▸ Task to carry out
Return only this: the line with "One point per instance of the dealership" and all the lines that follow it below, through the final one, exactly as they are.

*** Begin section ***

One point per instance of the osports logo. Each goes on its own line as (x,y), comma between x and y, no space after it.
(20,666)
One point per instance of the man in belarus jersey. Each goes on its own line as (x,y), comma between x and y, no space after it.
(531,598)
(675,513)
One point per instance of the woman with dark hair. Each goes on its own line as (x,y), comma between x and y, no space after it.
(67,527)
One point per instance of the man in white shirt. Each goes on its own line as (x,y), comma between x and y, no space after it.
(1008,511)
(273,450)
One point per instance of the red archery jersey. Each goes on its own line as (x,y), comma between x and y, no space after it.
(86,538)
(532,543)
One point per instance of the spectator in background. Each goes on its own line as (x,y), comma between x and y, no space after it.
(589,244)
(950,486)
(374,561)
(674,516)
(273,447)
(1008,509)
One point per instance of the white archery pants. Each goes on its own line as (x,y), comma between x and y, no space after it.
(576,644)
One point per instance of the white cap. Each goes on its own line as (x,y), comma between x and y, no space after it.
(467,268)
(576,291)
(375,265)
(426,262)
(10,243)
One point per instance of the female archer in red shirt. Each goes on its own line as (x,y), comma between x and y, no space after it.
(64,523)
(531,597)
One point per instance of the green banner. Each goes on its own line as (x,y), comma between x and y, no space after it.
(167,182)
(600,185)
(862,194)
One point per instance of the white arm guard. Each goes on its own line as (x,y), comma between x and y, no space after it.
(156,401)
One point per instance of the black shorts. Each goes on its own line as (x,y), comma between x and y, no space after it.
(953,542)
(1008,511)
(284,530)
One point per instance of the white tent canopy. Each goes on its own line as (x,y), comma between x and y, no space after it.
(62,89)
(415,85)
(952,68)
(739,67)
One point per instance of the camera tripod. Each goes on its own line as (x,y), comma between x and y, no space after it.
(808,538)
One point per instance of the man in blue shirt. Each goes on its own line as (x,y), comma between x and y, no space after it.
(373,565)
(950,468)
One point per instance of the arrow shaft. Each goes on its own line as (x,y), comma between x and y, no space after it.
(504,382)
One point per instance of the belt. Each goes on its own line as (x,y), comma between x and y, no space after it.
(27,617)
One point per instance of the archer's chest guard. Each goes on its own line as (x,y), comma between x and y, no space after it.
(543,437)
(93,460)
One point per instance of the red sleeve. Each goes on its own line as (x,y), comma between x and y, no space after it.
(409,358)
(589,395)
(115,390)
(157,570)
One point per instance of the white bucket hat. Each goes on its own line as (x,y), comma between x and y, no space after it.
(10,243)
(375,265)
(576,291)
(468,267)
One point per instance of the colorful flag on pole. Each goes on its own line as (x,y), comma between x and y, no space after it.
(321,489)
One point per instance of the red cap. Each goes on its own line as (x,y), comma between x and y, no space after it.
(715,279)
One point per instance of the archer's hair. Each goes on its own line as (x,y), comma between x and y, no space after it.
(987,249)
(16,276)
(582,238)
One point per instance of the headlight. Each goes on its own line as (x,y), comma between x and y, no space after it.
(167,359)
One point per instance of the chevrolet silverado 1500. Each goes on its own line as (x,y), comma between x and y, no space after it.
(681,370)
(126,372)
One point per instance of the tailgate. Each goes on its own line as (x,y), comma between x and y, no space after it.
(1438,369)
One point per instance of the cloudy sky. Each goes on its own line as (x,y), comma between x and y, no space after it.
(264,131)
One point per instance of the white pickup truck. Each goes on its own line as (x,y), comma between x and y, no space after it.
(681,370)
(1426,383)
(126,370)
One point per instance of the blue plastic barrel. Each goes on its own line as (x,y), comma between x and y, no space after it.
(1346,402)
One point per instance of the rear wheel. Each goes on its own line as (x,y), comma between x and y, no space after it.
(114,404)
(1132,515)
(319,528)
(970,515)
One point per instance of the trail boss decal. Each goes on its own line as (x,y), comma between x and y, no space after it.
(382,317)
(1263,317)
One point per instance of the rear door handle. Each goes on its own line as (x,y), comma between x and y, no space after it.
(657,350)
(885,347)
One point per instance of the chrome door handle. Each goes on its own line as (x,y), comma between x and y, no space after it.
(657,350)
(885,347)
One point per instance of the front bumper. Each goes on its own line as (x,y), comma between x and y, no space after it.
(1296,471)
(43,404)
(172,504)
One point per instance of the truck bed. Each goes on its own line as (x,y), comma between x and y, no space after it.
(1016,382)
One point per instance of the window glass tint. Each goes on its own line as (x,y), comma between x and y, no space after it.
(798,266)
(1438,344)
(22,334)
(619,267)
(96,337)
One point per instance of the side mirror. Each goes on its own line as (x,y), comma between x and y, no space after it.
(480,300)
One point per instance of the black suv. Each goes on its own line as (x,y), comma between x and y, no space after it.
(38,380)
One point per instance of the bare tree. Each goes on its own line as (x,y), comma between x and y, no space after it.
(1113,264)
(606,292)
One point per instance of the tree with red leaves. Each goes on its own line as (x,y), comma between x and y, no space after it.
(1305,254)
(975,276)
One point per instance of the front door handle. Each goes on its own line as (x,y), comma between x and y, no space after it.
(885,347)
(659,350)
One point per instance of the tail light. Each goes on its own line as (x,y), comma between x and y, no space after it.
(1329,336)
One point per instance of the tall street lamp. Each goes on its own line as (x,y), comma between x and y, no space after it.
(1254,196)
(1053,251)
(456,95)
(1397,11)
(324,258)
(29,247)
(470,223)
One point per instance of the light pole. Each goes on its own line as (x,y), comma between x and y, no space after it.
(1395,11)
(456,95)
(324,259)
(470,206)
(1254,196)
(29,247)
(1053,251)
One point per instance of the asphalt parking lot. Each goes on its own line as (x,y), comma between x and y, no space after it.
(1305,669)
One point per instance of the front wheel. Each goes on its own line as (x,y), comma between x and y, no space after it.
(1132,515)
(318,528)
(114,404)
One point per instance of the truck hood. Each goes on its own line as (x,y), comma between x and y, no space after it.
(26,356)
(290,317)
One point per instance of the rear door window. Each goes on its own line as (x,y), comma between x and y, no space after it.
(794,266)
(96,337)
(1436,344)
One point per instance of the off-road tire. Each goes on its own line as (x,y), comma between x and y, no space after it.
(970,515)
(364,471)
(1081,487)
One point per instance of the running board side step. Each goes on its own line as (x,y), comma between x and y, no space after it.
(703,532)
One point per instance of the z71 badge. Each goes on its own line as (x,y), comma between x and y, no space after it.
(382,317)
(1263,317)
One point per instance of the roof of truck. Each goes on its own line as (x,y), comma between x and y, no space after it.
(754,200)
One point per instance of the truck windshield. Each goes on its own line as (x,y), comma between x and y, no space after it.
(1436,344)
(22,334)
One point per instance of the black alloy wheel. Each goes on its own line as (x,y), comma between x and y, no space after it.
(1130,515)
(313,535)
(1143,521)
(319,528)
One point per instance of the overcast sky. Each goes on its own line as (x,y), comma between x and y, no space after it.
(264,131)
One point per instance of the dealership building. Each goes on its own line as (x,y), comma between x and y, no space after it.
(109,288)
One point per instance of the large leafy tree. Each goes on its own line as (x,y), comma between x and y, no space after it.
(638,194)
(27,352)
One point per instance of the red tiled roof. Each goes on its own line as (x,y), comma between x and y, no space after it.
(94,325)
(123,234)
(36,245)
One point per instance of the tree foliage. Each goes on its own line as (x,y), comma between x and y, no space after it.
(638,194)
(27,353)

*** End section ***

▸ Answer to this task
One point per instance of the dealership building. Each goes on its own line as (x,y), comma between x and y, no space after it.
(109,288)
One point per instance of the large leafy tree. Each goes on its own line as (x,y), comma between x and y, no space after it.
(638,194)
(27,352)
One point per instance of the red tiled roof. Each goes on its own line as (x,y), comma between x and y, no space after it.
(94,325)
(123,234)
(36,245)
One point per instance of the tree foliage. Each goes on its own line as (x,y), comma between x and y, no space after it.
(638,194)
(27,353)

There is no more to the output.